[Photo-based referring expression data]
---------------

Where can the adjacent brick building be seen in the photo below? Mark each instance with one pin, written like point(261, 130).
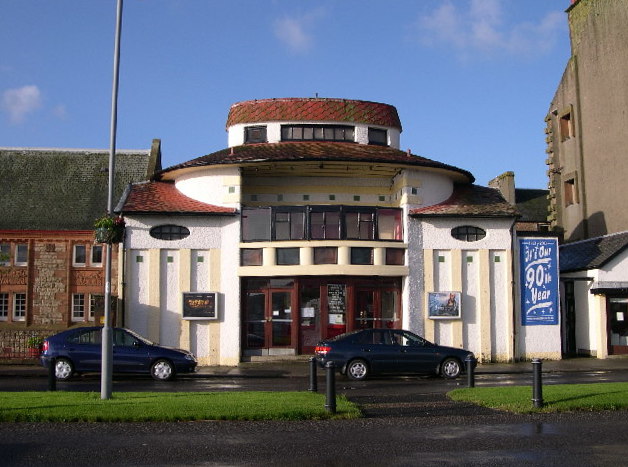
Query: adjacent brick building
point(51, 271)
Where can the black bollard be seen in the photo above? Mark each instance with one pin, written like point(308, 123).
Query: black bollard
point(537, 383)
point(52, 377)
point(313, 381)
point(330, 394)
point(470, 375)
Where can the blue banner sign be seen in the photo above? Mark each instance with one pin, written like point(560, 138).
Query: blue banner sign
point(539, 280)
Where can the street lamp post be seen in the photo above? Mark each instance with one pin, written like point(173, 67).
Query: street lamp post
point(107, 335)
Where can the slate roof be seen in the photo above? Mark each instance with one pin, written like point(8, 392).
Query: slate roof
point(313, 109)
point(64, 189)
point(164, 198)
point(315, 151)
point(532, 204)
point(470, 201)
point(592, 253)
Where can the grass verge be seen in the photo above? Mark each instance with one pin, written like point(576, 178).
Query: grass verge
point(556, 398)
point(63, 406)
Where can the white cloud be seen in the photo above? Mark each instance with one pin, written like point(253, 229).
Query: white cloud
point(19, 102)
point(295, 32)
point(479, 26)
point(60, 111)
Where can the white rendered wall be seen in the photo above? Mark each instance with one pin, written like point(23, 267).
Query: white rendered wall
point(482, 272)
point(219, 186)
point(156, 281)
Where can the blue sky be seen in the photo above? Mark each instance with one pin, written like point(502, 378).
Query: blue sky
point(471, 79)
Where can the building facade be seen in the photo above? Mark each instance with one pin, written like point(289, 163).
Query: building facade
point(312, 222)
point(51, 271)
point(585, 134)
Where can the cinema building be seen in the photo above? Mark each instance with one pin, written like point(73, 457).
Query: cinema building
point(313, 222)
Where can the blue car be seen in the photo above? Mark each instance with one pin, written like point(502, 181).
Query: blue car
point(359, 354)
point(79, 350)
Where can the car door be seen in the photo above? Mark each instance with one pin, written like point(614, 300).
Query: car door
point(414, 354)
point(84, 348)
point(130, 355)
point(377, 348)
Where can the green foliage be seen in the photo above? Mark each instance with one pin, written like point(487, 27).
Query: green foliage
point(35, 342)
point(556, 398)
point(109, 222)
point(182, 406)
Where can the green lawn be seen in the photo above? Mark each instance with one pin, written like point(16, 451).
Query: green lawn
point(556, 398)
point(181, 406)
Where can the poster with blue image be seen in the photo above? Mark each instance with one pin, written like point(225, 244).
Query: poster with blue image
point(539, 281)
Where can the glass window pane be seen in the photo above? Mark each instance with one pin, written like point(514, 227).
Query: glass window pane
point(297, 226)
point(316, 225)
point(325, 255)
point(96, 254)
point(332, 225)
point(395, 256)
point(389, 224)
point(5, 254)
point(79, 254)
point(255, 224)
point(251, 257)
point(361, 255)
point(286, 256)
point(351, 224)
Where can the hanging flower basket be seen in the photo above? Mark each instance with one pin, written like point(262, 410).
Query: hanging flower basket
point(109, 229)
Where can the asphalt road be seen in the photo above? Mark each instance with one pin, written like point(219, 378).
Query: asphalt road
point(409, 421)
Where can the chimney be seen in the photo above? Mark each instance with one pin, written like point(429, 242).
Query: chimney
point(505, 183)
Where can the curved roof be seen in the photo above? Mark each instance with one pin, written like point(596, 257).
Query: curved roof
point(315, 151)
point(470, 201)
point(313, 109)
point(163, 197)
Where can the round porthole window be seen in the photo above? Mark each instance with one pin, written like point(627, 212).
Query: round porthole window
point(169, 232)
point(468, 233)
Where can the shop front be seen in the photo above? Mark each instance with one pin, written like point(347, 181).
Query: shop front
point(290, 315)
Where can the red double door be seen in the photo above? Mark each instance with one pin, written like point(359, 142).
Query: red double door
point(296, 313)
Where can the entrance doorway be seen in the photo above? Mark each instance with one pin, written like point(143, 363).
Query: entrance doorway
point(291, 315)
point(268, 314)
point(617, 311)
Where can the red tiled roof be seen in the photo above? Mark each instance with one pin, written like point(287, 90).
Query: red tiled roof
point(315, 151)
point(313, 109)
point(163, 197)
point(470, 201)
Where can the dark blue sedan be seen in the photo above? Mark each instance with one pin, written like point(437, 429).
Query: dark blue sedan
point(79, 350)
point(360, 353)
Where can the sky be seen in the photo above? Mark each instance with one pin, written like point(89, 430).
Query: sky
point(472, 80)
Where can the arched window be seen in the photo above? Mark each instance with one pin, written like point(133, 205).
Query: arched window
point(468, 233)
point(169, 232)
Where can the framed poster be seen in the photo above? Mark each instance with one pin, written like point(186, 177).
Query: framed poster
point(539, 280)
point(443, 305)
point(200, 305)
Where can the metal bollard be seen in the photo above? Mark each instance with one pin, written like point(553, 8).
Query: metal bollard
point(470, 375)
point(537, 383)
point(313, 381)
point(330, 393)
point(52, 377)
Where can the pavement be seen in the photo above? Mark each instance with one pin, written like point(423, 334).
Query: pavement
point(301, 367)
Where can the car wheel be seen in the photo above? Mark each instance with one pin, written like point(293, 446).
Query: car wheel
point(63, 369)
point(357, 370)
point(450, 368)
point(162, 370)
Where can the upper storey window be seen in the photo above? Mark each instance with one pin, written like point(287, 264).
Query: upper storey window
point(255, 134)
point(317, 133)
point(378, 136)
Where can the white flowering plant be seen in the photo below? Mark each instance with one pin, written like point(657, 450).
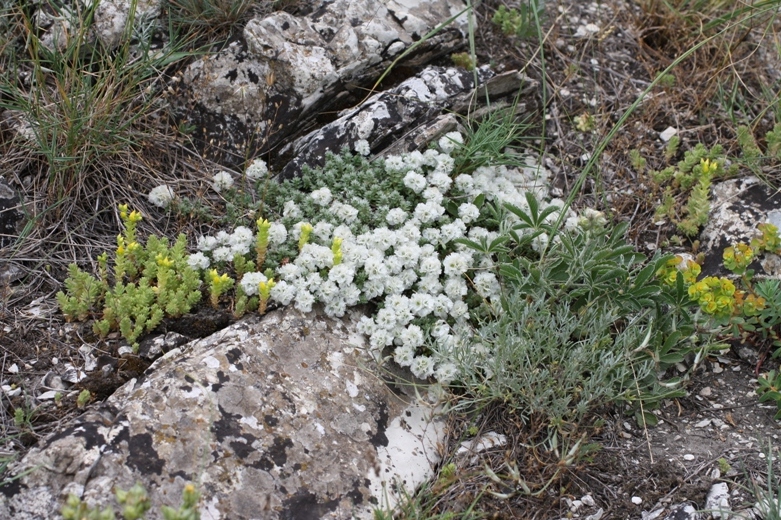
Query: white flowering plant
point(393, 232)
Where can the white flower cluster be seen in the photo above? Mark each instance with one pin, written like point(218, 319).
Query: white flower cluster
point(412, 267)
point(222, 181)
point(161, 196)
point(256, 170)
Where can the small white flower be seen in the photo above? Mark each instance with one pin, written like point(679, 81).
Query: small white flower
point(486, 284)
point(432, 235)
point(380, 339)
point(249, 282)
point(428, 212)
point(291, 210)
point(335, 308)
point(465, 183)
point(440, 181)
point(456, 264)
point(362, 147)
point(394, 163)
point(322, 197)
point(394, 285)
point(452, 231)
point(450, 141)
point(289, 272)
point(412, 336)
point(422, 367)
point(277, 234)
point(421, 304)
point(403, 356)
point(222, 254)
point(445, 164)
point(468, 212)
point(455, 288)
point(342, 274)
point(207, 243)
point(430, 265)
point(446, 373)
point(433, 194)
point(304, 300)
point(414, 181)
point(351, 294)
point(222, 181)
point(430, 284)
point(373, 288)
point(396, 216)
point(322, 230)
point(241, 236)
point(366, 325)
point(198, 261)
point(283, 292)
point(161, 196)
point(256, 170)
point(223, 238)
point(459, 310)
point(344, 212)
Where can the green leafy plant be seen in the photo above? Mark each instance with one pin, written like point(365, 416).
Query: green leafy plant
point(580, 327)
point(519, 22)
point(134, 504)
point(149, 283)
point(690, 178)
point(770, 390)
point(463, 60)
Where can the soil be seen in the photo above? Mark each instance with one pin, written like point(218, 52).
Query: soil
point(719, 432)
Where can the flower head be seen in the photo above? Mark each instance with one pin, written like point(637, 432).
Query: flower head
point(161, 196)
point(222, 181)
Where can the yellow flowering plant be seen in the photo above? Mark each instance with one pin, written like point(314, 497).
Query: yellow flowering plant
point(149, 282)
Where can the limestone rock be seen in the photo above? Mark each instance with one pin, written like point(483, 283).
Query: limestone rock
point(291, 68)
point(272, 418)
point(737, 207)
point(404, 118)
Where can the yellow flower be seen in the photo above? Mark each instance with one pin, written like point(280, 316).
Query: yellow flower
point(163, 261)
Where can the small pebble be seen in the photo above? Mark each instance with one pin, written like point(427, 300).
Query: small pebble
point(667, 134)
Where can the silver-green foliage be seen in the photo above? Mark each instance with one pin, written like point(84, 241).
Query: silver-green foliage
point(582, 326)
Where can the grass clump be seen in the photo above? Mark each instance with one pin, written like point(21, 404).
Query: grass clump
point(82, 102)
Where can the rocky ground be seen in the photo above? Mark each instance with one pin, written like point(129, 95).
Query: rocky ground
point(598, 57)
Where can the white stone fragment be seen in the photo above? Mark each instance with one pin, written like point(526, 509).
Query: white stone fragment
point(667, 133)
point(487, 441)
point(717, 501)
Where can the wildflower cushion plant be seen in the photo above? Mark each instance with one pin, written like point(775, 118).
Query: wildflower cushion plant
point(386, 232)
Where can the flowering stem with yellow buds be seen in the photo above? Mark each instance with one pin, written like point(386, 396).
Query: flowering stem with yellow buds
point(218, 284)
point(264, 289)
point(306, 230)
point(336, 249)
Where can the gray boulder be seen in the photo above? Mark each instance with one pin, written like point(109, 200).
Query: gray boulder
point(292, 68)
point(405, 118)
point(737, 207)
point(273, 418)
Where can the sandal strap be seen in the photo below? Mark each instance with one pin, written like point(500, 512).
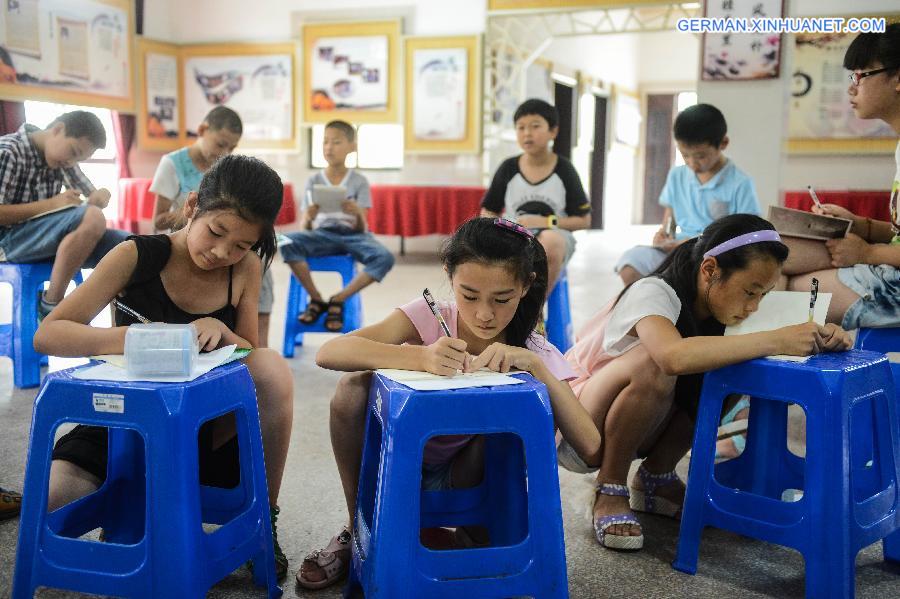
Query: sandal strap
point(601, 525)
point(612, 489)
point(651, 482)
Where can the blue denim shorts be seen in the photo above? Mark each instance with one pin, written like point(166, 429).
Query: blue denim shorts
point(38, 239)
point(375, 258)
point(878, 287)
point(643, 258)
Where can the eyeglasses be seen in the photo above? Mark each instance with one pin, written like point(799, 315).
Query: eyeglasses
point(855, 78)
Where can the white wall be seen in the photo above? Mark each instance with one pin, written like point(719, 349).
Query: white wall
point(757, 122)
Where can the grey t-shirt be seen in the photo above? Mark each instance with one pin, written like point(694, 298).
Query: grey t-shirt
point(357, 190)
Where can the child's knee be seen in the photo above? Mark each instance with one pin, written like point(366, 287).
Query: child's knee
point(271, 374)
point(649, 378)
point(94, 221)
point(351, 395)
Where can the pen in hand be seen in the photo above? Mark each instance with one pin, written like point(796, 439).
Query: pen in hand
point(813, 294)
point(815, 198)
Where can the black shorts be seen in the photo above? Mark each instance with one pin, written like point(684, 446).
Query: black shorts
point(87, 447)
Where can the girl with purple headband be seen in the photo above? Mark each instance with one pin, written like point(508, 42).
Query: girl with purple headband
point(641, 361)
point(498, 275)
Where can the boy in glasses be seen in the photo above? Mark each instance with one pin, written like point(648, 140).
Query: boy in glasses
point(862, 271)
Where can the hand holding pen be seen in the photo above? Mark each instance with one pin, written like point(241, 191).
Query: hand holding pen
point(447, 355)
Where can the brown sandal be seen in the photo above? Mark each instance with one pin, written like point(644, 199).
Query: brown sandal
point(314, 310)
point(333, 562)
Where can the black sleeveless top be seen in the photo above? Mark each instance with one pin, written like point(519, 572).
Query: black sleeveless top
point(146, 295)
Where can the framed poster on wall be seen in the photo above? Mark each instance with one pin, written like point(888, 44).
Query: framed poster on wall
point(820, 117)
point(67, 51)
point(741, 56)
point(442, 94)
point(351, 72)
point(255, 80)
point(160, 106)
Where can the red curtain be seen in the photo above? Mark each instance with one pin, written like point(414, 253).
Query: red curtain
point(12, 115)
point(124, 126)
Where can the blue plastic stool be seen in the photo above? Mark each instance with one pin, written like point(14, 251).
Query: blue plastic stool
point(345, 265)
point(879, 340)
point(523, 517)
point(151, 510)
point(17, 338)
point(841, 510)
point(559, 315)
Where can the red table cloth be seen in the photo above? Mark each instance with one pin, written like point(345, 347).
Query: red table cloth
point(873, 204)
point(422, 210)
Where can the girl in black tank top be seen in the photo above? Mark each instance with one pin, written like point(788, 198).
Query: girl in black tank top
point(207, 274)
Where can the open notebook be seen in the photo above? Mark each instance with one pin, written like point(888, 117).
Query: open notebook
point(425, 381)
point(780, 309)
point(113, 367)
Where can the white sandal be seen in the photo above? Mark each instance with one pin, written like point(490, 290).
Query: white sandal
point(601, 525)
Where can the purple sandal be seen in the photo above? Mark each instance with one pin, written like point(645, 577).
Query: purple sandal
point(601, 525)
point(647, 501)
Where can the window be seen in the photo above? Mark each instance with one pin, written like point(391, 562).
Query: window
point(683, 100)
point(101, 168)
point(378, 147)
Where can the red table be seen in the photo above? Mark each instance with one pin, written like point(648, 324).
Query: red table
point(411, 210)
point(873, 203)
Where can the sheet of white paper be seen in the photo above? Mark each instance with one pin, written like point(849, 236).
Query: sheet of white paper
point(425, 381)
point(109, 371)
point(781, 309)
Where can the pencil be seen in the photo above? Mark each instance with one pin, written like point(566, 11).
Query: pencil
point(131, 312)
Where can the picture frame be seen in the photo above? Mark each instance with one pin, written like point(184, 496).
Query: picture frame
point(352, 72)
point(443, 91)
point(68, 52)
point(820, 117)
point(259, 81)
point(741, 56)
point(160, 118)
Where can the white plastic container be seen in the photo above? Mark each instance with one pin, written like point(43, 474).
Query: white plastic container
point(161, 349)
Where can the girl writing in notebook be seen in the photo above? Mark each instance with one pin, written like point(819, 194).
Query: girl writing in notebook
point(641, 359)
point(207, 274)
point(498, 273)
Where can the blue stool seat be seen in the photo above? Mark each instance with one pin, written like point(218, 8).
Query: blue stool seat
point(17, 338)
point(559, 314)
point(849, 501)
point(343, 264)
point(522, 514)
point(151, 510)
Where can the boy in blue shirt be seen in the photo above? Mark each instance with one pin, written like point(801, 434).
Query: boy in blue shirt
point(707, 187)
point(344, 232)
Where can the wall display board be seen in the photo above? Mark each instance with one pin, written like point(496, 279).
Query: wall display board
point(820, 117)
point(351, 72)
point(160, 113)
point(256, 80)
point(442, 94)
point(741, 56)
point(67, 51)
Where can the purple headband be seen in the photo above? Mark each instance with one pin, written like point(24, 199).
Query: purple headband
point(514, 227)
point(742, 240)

---------------

[Task] Each line from the one with "Where can the purple headband" through the last line of the records must be written out word for word. Include nothing else.

[Reply to the task]
Where can the purple headband be seen in the photo above? Mark each instance with one pin, written like point(24, 199).
Query: purple headband
point(514, 227)
point(742, 240)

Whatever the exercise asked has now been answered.